What is needed
Lines from the one containing "Wildlife-tally tagging: find every instance of the football" through the last line of the data are to be repeated word for word, both ends included.

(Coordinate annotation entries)
☆ ☆ ☆ ☆ ☆

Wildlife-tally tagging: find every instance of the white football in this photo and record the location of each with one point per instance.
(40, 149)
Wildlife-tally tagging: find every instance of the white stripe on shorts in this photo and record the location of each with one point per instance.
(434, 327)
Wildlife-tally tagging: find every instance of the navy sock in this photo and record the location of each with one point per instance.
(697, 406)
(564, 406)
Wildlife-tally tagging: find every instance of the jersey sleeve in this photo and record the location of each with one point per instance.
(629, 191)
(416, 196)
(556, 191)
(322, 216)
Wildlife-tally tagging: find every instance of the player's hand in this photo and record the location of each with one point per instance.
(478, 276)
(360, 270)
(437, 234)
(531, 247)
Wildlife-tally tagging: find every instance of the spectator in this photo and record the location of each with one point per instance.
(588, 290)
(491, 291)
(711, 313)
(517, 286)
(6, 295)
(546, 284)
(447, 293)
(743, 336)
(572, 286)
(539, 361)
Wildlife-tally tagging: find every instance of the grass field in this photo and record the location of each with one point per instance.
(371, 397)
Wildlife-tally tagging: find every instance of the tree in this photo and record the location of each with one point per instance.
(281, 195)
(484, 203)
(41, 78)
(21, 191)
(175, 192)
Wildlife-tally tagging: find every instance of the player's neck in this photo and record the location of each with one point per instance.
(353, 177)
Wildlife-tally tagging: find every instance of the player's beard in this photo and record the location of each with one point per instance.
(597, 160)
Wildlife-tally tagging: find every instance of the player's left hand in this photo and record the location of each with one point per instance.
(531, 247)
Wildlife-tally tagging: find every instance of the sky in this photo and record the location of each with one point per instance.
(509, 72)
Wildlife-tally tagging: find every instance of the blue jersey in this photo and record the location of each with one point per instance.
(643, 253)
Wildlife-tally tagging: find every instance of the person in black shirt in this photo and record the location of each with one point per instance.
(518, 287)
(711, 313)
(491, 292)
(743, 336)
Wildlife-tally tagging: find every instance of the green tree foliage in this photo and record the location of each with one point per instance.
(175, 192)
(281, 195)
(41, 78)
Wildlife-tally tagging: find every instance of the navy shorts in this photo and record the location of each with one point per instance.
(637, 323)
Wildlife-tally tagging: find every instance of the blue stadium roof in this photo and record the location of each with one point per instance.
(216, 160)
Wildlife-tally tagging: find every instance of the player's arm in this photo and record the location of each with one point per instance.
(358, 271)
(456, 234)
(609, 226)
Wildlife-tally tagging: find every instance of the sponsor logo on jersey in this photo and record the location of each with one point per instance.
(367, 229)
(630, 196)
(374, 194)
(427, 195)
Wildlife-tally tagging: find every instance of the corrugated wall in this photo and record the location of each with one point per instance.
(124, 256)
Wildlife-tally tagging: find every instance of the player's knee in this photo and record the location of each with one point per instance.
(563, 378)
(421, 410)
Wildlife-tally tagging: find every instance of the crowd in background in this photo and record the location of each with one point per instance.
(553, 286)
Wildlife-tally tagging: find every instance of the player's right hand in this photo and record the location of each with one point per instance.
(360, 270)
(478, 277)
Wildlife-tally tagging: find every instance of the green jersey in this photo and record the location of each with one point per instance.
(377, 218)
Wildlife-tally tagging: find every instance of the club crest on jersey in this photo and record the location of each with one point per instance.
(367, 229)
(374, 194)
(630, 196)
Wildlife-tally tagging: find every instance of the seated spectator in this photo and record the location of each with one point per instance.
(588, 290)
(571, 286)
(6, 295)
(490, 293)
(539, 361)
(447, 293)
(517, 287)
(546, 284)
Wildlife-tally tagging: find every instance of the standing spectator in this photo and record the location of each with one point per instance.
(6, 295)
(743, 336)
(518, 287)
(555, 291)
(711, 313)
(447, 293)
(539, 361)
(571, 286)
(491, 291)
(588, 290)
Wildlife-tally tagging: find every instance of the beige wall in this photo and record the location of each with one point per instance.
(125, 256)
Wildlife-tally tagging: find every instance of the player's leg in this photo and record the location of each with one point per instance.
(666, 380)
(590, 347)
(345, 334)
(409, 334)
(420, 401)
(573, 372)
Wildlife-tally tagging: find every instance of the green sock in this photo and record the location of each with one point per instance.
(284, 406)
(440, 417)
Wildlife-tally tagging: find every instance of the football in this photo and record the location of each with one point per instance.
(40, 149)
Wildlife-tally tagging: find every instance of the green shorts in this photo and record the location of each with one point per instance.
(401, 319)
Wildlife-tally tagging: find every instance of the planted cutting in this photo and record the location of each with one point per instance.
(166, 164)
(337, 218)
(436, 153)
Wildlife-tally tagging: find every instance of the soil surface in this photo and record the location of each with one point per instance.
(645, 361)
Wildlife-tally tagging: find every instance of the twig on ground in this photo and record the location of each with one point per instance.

☆ ☆ ☆ ☆ ☆

Result
Wildlife-tally tagging: find every instance of the football in this photo and record the location of each with one point per instance.
(40, 149)
Wildlife-tally tagging: find every instance of the green shorts in this photo and record the location of each with one point per instance.
(401, 319)
Wildlife-tally tagging: find every instance of the planted cutting in this photo and record the location of each with one point per instance.
(166, 164)
(337, 218)
(436, 153)
Wildlife-tally tagging: find every instance of the soil surface in this photo and record the location of each with one point per instance.
(645, 361)
Wildlife-tally tagging: find every instance of the twig on ground in this photo and record the location of each with one point per instance.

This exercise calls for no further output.